AIM OF THE TASK
Give back the whole listing exactly as shown.

■ ■ ■ ■ ■

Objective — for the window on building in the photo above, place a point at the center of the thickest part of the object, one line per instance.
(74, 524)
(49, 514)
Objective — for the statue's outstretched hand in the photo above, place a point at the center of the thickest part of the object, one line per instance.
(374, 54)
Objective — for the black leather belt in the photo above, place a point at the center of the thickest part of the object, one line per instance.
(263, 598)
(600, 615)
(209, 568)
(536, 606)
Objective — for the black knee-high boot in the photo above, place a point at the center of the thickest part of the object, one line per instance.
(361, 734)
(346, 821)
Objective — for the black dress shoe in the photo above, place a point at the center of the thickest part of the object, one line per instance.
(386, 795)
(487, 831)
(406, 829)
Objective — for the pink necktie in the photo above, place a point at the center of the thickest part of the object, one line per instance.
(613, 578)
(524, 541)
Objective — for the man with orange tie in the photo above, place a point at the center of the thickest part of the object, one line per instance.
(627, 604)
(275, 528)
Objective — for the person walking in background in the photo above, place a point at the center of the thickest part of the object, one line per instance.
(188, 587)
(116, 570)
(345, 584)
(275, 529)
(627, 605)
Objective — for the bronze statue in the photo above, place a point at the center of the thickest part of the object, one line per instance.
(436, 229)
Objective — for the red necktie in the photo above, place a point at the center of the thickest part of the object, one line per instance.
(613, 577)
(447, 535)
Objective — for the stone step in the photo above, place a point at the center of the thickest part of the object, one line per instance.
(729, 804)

■ ■ ■ ■ ■

WRITTEN RESPONSE
Objective — for the window on building in the photo above, place a point at the center of the thickest part of the object, one line per instance.
(74, 524)
(49, 514)
Objective — for the statue's outstretched hand in the photo above, place a point at the center of the thickest part of the object, one line per instance.
(374, 54)
Objective — for the black leather belt in the photo above, place a point at the center of the thickest part of the object, one line per instance.
(263, 598)
(600, 615)
(209, 568)
(536, 606)
Objective — for the black knee-high boot in the photo above, place a point at the center of the thickest part of the object, one line per instance.
(361, 734)
(346, 821)
Objective — for the black dress shoe in the photo above, place a point at the center of the thickest part of the object, one line per instance.
(386, 795)
(487, 831)
(406, 829)
Objective — for the pink necktie in the photo above, place a point at the center of the thickest part of the object, one line per instance.
(613, 578)
(524, 541)
Objective — for the man with orange tie in the photo above, place a point at the center of the thickest part of the object, one line per instance.
(627, 604)
(275, 528)
Objective — for the person walking in background in the photo above, place a point at the center of the thickest part of the object, one line per instance.
(188, 587)
(116, 570)
(345, 584)
(275, 529)
(627, 605)
Objective — for the bronze statue in the photo above, place a point at the center of the thickest part of the object, one line per instance.
(436, 229)
Objective — for the red necktie in the photo above, place a point at the center of the thickest part of the object, one line per instance.
(613, 577)
(447, 535)
Objective — for the stone step in the photo above, place a point at the center of the thickest part of the object, one line per instance.
(729, 804)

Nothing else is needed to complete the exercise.